▼

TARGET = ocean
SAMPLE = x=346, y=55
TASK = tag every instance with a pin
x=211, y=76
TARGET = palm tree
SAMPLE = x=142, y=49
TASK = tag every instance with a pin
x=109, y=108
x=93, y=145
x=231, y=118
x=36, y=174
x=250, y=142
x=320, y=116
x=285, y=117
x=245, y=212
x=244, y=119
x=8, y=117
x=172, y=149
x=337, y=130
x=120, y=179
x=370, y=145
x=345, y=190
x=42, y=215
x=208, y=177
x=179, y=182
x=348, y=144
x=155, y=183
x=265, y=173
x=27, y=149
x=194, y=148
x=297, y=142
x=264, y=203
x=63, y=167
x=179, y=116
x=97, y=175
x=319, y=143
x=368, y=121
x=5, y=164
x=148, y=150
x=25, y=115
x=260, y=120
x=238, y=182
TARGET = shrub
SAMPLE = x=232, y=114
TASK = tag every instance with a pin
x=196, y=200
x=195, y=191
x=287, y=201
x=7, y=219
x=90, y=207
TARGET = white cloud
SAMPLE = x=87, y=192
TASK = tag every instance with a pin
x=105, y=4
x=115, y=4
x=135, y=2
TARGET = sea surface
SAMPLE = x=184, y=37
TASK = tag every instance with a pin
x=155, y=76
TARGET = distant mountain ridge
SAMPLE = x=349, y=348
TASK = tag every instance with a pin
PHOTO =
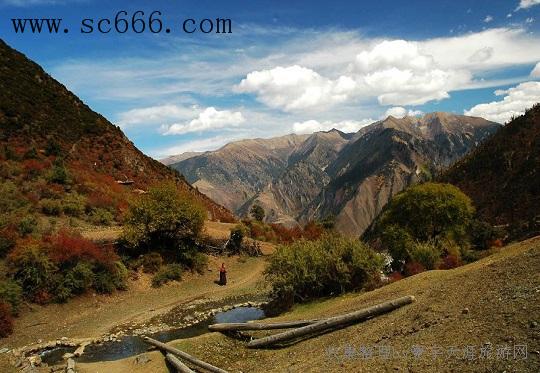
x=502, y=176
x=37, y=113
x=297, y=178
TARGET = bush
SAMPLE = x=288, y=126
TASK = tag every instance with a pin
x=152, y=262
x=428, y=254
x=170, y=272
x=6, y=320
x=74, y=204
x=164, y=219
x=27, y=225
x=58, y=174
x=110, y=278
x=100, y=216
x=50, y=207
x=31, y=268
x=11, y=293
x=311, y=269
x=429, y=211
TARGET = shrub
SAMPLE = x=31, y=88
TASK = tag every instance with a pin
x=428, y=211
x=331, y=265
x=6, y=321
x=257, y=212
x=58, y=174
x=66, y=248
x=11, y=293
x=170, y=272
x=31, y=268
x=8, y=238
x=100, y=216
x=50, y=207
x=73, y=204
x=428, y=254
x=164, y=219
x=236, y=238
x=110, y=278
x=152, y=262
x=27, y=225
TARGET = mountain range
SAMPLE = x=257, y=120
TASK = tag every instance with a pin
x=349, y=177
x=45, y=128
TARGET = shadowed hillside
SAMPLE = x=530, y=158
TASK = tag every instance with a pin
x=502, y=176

▲

→ **CONSIGNE**
Transcrivez fidèlement, s'il vous plaît, chaque ligne de l'ensemble du matériel ci-dessus. Omettez les images dans votre réponse.

→ **TÂCHE RÉALISÉE**
TARGET = ocean
SAMPLE = x=346, y=55
TASK = tag every instance with a pin
x=211, y=76
TARGET = palm tree
SAMPLE = x=142, y=49
TASK = tag every instance with a pin
x=109, y=108
x=93, y=145
x=231, y=118
x=36, y=174
x=250, y=142
x=320, y=116
x=285, y=117
x=245, y=212
x=244, y=119
x=8, y=117
x=172, y=149
x=337, y=130
x=120, y=179
x=370, y=145
x=345, y=190
x=42, y=215
x=208, y=177
x=179, y=182
x=348, y=144
x=155, y=183
x=265, y=173
x=27, y=149
x=194, y=148
x=297, y=142
x=264, y=203
x=63, y=167
x=179, y=116
x=97, y=175
x=319, y=143
x=368, y=121
x=5, y=164
x=148, y=150
x=25, y=115
x=260, y=120
x=238, y=182
TARGET = shrub
SAMPLE = x=232, y=114
TASK = tag every instance with a pin
x=196, y=200
x=195, y=191
x=287, y=201
x=7, y=219
x=90, y=207
TARGET = white cloud
SAMPLE = x=87, y=192
TASK = tag every instance with a pin
x=105, y=4
x=115, y=4
x=135, y=2
TARGET = sea surface
SAMPLE = x=184, y=37
TASK = tag every instance with a pin
x=155, y=76
TARGET = distant mountain ridge
SAMPLE = x=349, y=348
TASK = tag every instance with a pin
PHOTO =
x=502, y=176
x=37, y=113
x=297, y=178
TARGET = bush
SAMPLE = x=288, y=126
TASK = tag every instance with a pin
x=152, y=262
x=428, y=254
x=170, y=272
x=6, y=320
x=74, y=204
x=164, y=219
x=27, y=225
x=58, y=174
x=110, y=278
x=100, y=216
x=50, y=207
x=31, y=268
x=11, y=293
x=311, y=269
x=429, y=211
TARGET = shrub
SAMPLE = x=31, y=88
TASK = tag every instance with a pin
x=428, y=211
x=331, y=265
x=6, y=321
x=257, y=212
x=58, y=174
x=66, y=248
x=11, y=293
x=170, y=272
x=31, y=268
x=8, y=238
x=100, y=216
x=50, y=207
x=73, y=204
x=428, y=254
x=164, y=219
x=236, y=238
x=110, y=278
x=152, y=262
x=27, y=225
TARGET = mountain range
SAMPLE = x=257, y=120
TASK = tag every instance with a pin
x=349, y=177
x=45, y=128
TARGET = shadowed hillside
SAMPLE = x=530, y=158
TASK = tag every instance with a pin
x=502, y=176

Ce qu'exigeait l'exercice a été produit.